• Excerpted text
★ ★ ★

Their different hats, dresses and robes may indeed have represented the diversity of the world’s most populous nation. But an official from the children’s dance troupe revealed yesterday that the youngsters did not.
There were no Uighurs, no Zhuangs, no Huis, no Tujias, no Mongols and definitely no Tibetans. Indeed, in the latest in a series of manipulations that have soured memories of the spectacular opening ceremony, all 56 were revealed to be Han Chinese, who make up more than 90 per cent of the country’s 1.3 billion people.
The latest example of artifice comes after revelations that some of the fireworks seen by TV audiences in the opening ceremony were computer-generated and that a song was mimed because the child singer was not deemed pretty enough.
“I think you are being very meticulous,” said Wang Wei, vice-president of the Beijing Olympic Organising Committee, trying to brush the latest revelation aside. “It is rather normal and usual for actors and actresses to be dressed in costumes from different ethnic groups. There is nothing special about it.”

★ ★ ★

• Region pointing data
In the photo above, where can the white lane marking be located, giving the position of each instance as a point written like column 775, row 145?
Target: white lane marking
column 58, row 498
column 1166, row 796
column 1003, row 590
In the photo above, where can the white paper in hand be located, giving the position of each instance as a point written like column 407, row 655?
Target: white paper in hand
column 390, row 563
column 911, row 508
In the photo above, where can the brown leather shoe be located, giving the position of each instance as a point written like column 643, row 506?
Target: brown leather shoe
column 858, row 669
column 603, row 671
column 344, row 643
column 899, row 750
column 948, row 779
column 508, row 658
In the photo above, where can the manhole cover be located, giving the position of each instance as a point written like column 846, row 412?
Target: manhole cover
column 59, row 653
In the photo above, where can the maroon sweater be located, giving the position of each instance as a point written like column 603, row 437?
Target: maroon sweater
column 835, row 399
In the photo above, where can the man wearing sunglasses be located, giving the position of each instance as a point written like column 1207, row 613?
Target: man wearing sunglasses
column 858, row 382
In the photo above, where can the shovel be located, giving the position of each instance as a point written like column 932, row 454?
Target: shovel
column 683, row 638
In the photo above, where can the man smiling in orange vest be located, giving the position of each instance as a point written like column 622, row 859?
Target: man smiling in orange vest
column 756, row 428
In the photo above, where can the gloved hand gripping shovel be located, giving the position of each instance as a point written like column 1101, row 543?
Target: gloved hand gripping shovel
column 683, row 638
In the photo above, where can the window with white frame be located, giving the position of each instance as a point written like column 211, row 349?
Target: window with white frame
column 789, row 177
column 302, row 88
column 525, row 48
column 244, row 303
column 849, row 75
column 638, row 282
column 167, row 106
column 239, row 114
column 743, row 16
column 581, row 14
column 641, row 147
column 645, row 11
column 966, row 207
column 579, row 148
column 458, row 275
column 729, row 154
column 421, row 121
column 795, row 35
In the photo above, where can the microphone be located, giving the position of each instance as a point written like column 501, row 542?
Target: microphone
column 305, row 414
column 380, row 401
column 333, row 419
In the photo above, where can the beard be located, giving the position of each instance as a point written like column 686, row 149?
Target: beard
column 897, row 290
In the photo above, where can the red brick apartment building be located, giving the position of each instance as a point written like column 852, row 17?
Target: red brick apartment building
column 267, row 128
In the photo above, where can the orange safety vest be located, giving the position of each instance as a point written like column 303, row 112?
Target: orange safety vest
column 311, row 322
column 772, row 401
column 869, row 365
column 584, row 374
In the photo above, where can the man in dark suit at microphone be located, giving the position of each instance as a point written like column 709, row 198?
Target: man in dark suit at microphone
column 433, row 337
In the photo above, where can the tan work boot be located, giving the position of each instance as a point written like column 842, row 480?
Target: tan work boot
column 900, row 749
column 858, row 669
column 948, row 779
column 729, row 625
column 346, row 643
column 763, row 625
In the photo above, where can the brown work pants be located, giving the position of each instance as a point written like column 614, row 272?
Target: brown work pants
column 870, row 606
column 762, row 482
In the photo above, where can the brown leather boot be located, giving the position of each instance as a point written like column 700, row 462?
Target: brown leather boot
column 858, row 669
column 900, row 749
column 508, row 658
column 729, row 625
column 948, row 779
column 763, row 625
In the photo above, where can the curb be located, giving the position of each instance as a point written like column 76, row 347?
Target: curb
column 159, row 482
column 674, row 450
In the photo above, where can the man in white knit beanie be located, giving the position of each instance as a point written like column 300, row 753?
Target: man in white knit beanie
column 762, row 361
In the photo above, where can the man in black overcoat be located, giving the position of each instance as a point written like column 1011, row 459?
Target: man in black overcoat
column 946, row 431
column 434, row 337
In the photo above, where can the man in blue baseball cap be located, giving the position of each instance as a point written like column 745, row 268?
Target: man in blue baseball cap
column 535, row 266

★ ★ ★

• What this exercise asks
1. In the opening ceremony excerpt, what ethnic group did all 56 children in the dance troupe turn out to be?
2. Copy the opening ceremony excerpt word for word from "There were no" to "1.3 billion people.".

• Results
1. They were all Han Chinese.

2.
There were no Uighurs, no Zhuangs, no Huis, no Tujias, no Mongols and definitely no Tibetans. Indeed, in the latest in a series of manipulations that have soured memories of the spectacular opening ceremony, all 56 were revealed to be Han Chinese, who make up more than 90 per cent of the country’s 1.3 billion people.